- **SHORT TASK**
Retype all of the listing exactly, passing over any picture you find.
____ DATA TO USE
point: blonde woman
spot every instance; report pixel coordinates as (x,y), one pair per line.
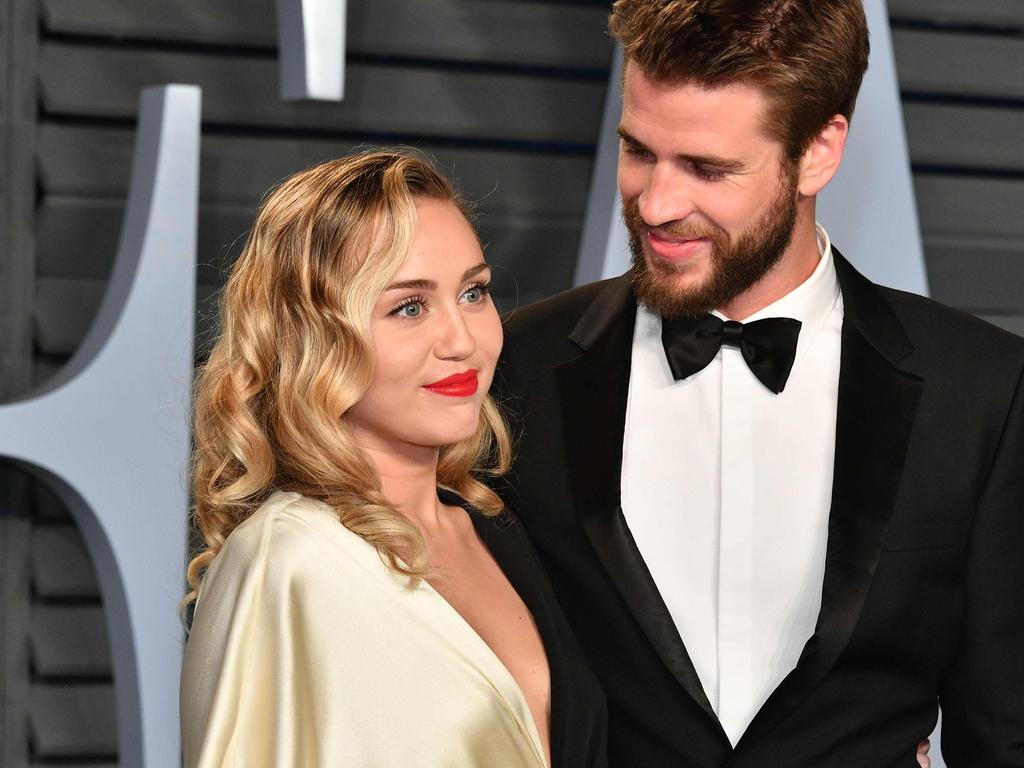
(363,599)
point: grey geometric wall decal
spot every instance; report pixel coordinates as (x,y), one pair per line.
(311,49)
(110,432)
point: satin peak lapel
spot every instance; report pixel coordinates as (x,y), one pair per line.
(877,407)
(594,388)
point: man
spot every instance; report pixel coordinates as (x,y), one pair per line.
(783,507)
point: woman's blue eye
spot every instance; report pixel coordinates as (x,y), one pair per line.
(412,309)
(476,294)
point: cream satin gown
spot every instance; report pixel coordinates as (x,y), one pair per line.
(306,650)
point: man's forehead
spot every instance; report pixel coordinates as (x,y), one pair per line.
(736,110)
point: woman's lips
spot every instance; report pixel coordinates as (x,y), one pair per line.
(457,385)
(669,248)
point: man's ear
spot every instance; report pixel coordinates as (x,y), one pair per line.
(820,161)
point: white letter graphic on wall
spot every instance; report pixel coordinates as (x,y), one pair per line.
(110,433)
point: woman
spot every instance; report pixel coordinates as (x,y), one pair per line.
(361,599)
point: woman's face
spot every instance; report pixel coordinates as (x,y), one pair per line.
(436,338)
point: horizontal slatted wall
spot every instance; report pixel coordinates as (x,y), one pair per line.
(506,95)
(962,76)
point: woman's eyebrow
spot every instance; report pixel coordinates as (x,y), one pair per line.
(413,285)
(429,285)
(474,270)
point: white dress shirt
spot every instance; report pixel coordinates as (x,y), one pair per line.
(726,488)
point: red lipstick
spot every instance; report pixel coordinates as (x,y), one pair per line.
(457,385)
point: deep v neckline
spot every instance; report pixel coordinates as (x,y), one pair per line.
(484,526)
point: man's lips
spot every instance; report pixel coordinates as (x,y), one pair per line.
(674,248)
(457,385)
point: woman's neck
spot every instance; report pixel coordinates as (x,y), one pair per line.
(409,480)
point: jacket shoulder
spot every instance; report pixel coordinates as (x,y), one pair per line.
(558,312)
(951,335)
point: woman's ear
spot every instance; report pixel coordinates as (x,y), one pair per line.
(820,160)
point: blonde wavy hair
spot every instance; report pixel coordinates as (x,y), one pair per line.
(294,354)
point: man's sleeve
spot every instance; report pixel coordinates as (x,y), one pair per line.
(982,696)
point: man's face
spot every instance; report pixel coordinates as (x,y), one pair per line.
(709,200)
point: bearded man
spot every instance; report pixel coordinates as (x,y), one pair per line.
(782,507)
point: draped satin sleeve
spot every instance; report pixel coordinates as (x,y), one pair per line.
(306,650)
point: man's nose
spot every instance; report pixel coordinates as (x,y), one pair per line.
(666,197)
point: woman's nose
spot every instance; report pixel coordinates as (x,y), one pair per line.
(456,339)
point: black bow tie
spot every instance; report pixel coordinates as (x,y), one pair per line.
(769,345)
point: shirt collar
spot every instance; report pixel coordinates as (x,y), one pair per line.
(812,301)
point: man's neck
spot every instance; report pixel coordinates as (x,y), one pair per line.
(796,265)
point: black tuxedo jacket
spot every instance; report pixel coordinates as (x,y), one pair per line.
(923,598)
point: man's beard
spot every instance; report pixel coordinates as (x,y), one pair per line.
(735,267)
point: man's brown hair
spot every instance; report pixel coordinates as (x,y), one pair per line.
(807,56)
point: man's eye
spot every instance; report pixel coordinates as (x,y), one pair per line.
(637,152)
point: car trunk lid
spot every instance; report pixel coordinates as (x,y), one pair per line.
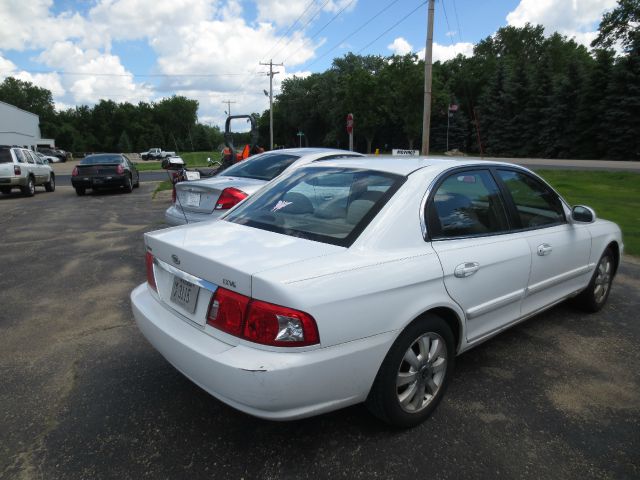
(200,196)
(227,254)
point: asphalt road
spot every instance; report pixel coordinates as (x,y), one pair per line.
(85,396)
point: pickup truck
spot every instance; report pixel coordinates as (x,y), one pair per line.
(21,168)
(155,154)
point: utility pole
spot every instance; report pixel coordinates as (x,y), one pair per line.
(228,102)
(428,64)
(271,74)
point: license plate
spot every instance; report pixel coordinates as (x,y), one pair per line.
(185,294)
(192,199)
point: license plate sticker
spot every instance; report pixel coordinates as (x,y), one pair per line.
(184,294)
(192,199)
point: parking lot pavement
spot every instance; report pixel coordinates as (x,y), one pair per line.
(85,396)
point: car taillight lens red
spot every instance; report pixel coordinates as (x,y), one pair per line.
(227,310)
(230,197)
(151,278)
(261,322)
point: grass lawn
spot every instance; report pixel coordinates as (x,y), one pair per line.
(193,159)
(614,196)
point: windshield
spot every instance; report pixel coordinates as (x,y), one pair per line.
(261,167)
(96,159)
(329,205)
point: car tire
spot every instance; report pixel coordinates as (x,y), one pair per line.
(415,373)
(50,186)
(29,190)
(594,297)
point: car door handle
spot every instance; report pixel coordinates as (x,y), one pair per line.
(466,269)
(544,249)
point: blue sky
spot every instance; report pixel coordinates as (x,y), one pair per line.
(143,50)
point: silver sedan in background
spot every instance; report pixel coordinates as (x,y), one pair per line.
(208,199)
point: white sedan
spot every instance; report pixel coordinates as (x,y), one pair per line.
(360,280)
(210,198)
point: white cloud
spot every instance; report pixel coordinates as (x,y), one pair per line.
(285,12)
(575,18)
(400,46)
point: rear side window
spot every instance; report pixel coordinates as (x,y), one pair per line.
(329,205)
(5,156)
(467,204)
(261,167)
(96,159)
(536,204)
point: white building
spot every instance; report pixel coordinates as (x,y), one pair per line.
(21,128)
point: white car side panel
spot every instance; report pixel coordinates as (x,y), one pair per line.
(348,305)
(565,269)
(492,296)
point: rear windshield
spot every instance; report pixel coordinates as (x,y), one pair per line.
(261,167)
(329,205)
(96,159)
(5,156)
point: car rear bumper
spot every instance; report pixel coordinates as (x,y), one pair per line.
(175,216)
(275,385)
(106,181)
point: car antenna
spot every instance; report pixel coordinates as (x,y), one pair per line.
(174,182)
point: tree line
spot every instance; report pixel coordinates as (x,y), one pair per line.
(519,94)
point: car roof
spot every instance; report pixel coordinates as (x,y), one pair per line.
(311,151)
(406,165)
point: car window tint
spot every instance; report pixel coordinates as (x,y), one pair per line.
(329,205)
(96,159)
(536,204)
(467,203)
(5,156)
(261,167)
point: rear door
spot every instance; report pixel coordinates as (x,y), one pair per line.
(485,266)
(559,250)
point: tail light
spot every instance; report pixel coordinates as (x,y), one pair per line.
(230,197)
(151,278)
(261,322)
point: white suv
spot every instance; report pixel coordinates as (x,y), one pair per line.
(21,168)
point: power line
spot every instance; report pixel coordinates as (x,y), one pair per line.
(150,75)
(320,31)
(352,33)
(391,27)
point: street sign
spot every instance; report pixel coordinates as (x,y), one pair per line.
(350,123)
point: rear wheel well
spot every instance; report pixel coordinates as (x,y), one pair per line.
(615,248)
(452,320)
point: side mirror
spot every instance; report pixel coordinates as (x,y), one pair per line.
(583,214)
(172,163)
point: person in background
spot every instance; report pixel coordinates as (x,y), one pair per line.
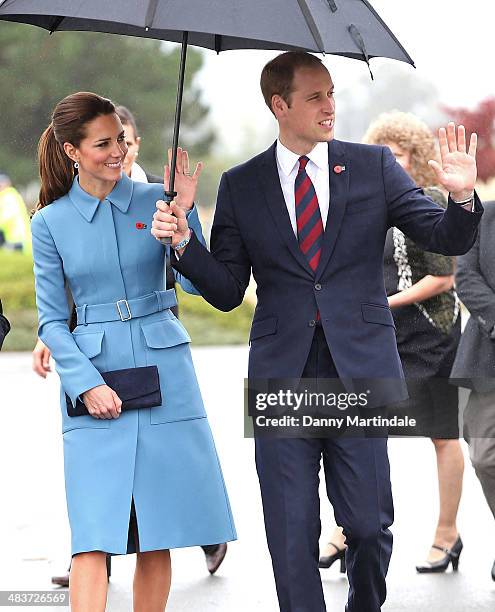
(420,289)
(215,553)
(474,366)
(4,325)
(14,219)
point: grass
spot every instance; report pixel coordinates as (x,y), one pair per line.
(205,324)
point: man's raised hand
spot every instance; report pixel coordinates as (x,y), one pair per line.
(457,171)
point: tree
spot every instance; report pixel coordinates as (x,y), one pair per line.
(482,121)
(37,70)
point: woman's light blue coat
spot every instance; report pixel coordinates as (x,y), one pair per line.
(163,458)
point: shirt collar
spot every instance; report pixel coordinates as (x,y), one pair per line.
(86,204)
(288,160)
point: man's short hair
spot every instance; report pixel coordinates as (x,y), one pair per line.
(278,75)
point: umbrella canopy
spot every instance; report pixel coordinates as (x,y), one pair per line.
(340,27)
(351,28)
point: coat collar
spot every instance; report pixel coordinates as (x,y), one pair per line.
________
- **FULL RESPONSE**
point: blonde woman
spot every instance; report pixel coordinates as (x,y), one pair per line.
(363,599)
point: grey geometric wall decal
spot every instance; report pixel coordinates as (x,y), one pair per line.
(311,49)
(110,432)
point: satin peak lapel
spot every instance; report pixel coordinates as (x,y), one pair per line.
(877,407)
(594,388)
point: man
spot every instance; report pixel coordinates as (x,y), one pair per line.
(783,507)
point: woman's blue eye
spot every instance; report pixel coordinates as (x,y), one pair per line.
(412,309)
(476,294)
point: cream satin gown
spot every instance; report pixel coordinates as (x,y), one pair per line.
(306,650)
point: man's forehead
spot every instance; report pixel coordinates as (x,y), one pair per line.
(736,110)
point: woman's lips
spot every instance; report pixel coordinates as (x,y), one pair per line.
(457,385)
(669,248)
point: man's ear
spot every instance; report pixel coordinates as (x,y), one pair per line.
(820,161)
point: white letter graphic on wall
spot every instance; report pixel coordinates as (x,y), one pair per line.
(110,433)
point: woman
spot every instance; report pixel coordinates as (x,y), one pair per line.
(361,599)
point: woman's face
spot every instance; report pixel coordinates as (x,y), one pair per line.
(436,338)
point: horizontal slatted wall
spot every instance; report pixel coordinates as (x,y), one pair per line.
(506,95)
(962,76)
point: woman's eyebrow
spot every instance; report pixel coordinates as (x,y), one pair per line.
(413,285)
(429,285)
(474,270)
point: white dress shirt
spot every instance; report pixel coordinates as (x,y), one pair per line.
(726,488)
point: red lipstick
spot every instance; report pixel coordinates as (x,y), one pair per line.
(457,385)
point: deep v neckline
spot every instance; report pixel coordinates as (x,y), one pair per line.
(484,526)
point: man's lips
spot every instance; report pixel coordinates as (x,y), one pair per line.
(674,248)
(457,385)
point: woman's neck
spot every instance; report pixel coordinates as (x,y), one pair per line.
(409,480)
point: jacket shoulder
spot every instance; report pixel coordinates as (x,y), one pair per line.
(558,312)
(951,335)
point: woman's ear
spot every instance; report pixel coordinates as (x,y), one pair per line.
(820,160)
point: blonde wavy hair
spot every instance; report pixel coordinates as (x,y), one pair per line.
(294,354)
point: man's sleeve
spot every instance; report pixel coordinates as (x,y), one pair per line.
(982,696)
point: man's face
spot every instance; report pixel coordinates as (x,y), one pair per line.
(709,200)
point: bearded man
spot every instance; report pixel coordinates as (x,y), one pair per line.
(782,507)
point: draped satin sleeve
spot every instance; report pixel coordinates as (x,y), one pair per line.
(306,650)
point: man's nose
spot every instance; report pixel coordinates as (x,y), one pair per line.
(666,197)
point: woman's nose
spot every instance; report pixel coordinates as (x,y), one pair per line.
(456,339)
point: black bow tie
spot every instance; report pixel coordinates as (x,y), one pair per line.
(769,345)
point: shirt collar
spot every instance; report pixel coordinates as (x,y), one pair per line.
(812,301)
point: man's neck
spot every instance; report pixel coordinates as (x,y), one pair per line.
(796,265)
point: black tuxedo jacket
spot every instance; report pixel coordinates as (x,y), one pair per line.
(923,598)
point: man's beard
spot every instance; report pixel coordinates as (x,y), one pair per line.
(735,267)
point: man's brown hair
spot every instance; report pixel coordinates as (x,y), one pair per line.
(807,56)
point: man's eye
spot every instance; report pixel coordinates as (x,y), one pair per line.
(637,152)
point: car trunk lid
spot every instance; report pixel coordinates as (x,y), one pair per line.
(200,196)
(227,254)
point: asphalt road
spot every instance; report pixel coordinates as (x,y), one pair per line.
(85,396)
point: pickup truck
spot every instance; report pixel coordinates as (x,y), one pair per line.
(21,168)
(155,154)
point: utility pole
spot every instance; report pixel coordinates as (x,y), one pair per line.
(228,102)
(428,64)
(271,74)
point: license plate
spot every instance; report pixel coordinates as (x,y), one pair per line.
(185,294)
(192,199)
point: license plate sticker
spot every instance; report pixel coordinates as (x,y), one pair per line.
(184,294)
(192,199)
point: parking lot pavement
spot every instance; report pixel coordinates as (x,y), one pair per line.
(85,396)
point: car taillight lens red
spot every instance; report pixel coordinates as (x,y), one pair per line.
(227,310)
(230,197)
(151,278)
(261,322)
point: grass lawn
spot every instance; report pixel coordinates as (x,y), one pair per line.
(193,159)
(614,196)
point: windshield
spot every instance; report pixel coordinates as (x,y), one pair per line.
(261,167)
(96,159)
(329,205)
point: car tire
spot every instance; report pixel coordinates as (x,y), one pair per line.
(415,373)
(50,186)
(29,190)
(594,297)
point: car door handle
spot every instance; report pixel coordinates as (x,y), one pair per line.
(466,269)
(544,249)
point: blue sky
spot every instance; report pixel coordinates as (x,y), one pair per line.
(143,50)
point: silver sedan in background
spot every instance; report pixel coordinates as (x,y), one pair per line.
(208,199)
point: white sedan
spot every instance; report pixel coordinates as (x,y), one pair per line.
(360,280)
(210,198)
point: white cloud
spot every instance; report pixel coordinates as (x,y), one pair per line.
(285,12)
(575,18)
(400,46)
point: rear side window
spot every instance; report pixel coordinates as (x,y), one pair per line.
(329,205)
(5,156)
(467,204)
(261,167)
(96,159)
(536,204)
point: white building
spot every instance; report pixel coordinates as (x,y), one pair per line.
(21,128)
point: white car side panel
spot every instance; report pixel coordinates as (x,y), one pair per line.
(348,305)
(565,269)
(492,296)
point: rear windshield
spot every instance; report pixel coordinates as (x,y), one pair per line.
(261,167)
(329,205)
(96,159)
(5,156)
point: car rear bumper
spot every instance; report pixel coordinates as (x,y), one pair per line.
(175,216)
(275,385)
(106,181)
point: car antenna
spot every instance; report pixel coordinates as (x,y), one pair per line.
(174,182)
point: tree line
spot every instance; report pixel coordinates as (x,y), one pair per line.
(519,94)
point: car roof
spot every instance; report pixel coordinates as (x,y), one pair per line.
(311,151)
(406,165)
point: car window tint
spot every instance; report pixel coordinates as (x,y), one pair per line.
(329,205)
(96,159)
(536,204)
(467,203)
(5,156)
(261,167)
point: rear door
spot every instance; report pixel coordinates as (x,y), one pair per line.
(485,266)
(559,250)
point: tail light
spot every instance; report pixel coordinates as (x,y), one pair per line.
(230,197)
(151,278)
(261,322)
point: white suv
spot every instance; report pixel coordinates as (x,y), one pair per line.
(21,168)
point: power line
spot every instance; report pixel coordinates as (x,y), one pair per line.
(150,75)
(320,31)
(352,33)
(391,27)
point: street sign
spot every instance; report pixel coordinates as (x,y), one pair per line.
(350,123)
point: rear wheel well
spot every instance; report pixel coordinates as (x,y), one pair per line.
(615,248)
(452,320)
point: side mirror
spot every instance; report pixel coordinates as (x,y), one pair per line.
(583,214)
(172,163)
point: person in background
spot every instance; report pixel coordinates as (x,y), one pair per line.
(420,289)
(215,553)
(474,366)
(4,325)
(14,219)
point: grass
spot every instance; report pixel coordinates as (x,y), one pair per line.
(205,324)
point: man's raised hand
spot every instance; report pixel coordinates as (x,y), one pair per line.
(457,171)
point: tree
spot every instance; report pixel coordinates as (x,y), one pair per line.
(482,121)
(37,70)
point: woman's light blue coat
spot every instance; report pixel coordinates as (x,y), one pair per line.
(163,458)
point: shirt collar
spot every instance; report pixel coordinates as (x,y), one pair per line.
(86,204)
(288,160)
point: man's short hair
spot every instance; report pixel coordinates as (x,y), one pair per line.
(278,75)
point: umbrella canopy
spot every instance; report pixel coordinates as (x,y), one pair per line.
(340,27)
(351,28)
point: coat collar
spot every instance; report pixel coordinates as (x,y), one pair per line.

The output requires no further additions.